Retype all the entries word for word, but omit the pictures.
________________________
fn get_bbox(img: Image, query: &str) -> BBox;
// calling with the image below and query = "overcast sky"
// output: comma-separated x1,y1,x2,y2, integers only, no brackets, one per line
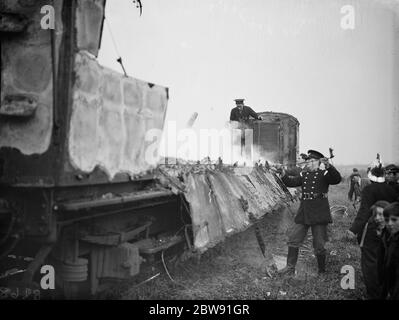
98,0,399,165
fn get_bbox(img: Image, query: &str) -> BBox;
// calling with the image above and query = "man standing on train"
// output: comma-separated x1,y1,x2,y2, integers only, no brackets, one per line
278,150,342,276
230,98,263,123
229,98,262,158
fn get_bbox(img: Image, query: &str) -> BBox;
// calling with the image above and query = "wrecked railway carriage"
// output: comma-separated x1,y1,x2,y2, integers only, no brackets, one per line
0,0,298,297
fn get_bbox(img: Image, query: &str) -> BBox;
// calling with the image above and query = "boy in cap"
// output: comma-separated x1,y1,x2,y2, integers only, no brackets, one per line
230,99,263,123
358,200,390,300
380,202,399,299
279,150,342,276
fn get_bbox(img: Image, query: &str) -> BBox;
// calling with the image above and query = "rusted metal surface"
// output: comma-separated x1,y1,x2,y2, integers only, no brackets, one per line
158,163,291,252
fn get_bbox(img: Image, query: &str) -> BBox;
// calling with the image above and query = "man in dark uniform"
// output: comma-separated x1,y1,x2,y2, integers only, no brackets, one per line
349,164,398,299
348,168,361,201
385,164,399,197
230,99,263,122
279,150,342,275
230,99,262,157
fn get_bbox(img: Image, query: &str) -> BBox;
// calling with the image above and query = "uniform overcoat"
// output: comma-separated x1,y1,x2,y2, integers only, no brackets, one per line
282,166,342,225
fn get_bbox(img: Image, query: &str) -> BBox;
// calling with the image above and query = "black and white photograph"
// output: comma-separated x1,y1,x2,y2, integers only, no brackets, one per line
1,0,399,308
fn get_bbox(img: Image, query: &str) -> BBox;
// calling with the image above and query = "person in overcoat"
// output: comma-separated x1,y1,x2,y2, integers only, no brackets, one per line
279,149,342,275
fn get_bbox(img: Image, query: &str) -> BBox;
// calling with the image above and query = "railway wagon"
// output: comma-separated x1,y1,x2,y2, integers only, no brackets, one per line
252,111,300,167
0,0,294,298
0,0,188,297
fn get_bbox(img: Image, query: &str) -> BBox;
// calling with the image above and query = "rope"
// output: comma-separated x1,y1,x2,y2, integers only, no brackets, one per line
131,272,160,288
104,16,128,76
105,16,121,58
161,250,191,291
161,250,175,283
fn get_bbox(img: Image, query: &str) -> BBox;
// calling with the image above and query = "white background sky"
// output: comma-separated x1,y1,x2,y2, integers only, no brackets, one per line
98,0,399,165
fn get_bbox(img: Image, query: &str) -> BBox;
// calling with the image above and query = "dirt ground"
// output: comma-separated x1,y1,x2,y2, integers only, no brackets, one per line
102,181,367,300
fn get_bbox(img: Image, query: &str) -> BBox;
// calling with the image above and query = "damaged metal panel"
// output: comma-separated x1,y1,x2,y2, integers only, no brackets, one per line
68,51,168,179
185,172,225,250
159,164,291,252
0,0,64,155
207,172,249,234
________________________
Answer to the problem:
fn get_bbox(img: Image, query: &str) -> BBox;
// calling with the image below and query = "overcast sky"
// output: comma-separated x1,y1,x2,y2, integers only, no brackets, one per line
98,0,399,165
fn get_bbox(img: Image, query: &str) -> BBox;
// calling with the image above and query = "man standing on train"
// output: comma-separated x1,y1,x2,y2, integers only, no brackets, one per line
278,150,342,276
230,98,263,123
229,98,262,158
fn get_bbox(img: Image, query: &str) -> BBox;
// calling with the image above and query = "wrecked railway carriage"
// output: comma-separated x1,y1,x2,y2, integers only, no brackets, one per line
0,0,298,297
fn get_bbox(img: Image, query: &str) -> BBox;
// calling with the image above and query = "boy in cap"
// output: comma-separated x1,y1,x2,y2, integers only, no brackets, one per line
230,99,263,123
358,200,390,300
380,202,399,299
279,150,342,276
fn get_bbox(img: Image, query: &str) -> BBox;
// calling with the image above and query = "rusted metal surface"
// output: comma-separated x1,y1,x2,y2, integers only, no brackets, one per line
158,163,291,252
fn get_bbox(img: Image, query: &str) -> BBox;
// calling with the image above and query = "man in dark uniform"
// output: comma-separated x1,y1,x2,y2, integers only, no brackets, one per line
349,164,398,299
348,168,361,201
385,164,399,197
230,99,263,122
279,150,342,275
230,99,262,157
fn get_bbox(img: Image, query: &str) -> BBox;
// calling with the image above and query = "uniform overcoat"
// output: comma-separated x1,y1,x2,y2, integers only, no brackets, one per line
282,166,342,225
fn get_bbox(img: Image, query: &str) -> BBox;
// calling with the image above and query = "black and white photograph"
// output: comma-separated x1,y1,x2,y2, integers only, no brackets, one per line
1,0,399,308
fn get_bbox(img: Image, query: &str) -> BBox;
// calling with the image above and query = "person in overcoat"
// output: comma-separated x1,y1,x2,y2, integers only, no brackets, one per line
279,149,342,275
fn get_bbox(img: Image, query: &str) -> BBox;
// calling with the image above and query = "railway wagon"
// output: comma-separated x1,y1,x2,y2, integers only, no brackets, one per line
252,111,300,167
0,0,294,298
0,0,188,297
fn get_bbox(img: Image, query: &str) -> BBox;
// calling with the image above and query = "rope"
// output: comma-separated x1,y1,x2,y2, integers only, no brackets, one per line
131,272,160,288
104,16,128,76
105,16,121,58
161,250,191,291
161,250,175,283
fn get_bbox(img: Image, query: &str) -> BBox;
// calling with the image above and query = "white background sky"
// output: comma-separated x1,y1,x2,y2, integers only, no brackets, one per line
98,0,399,165
fn get_bbox(img: Image, query: &str) -> BBox;
// calling with the image above and query = "dirt ground"
// output: comma-separated x1,y1,x2,y2, integers only, no brackets, one per line
102,181,367,300
fn get_bbox(img: Image, query: &str) -> BBox;
// calling with the image above and query = "damaged metal panel"
// output: comma-separated x1,y1,x2,y2, integers only, no brackets, one per line
68,51,168,179
185,172,225,250
159,164,291,252
0,0,64,155
207,172,249,234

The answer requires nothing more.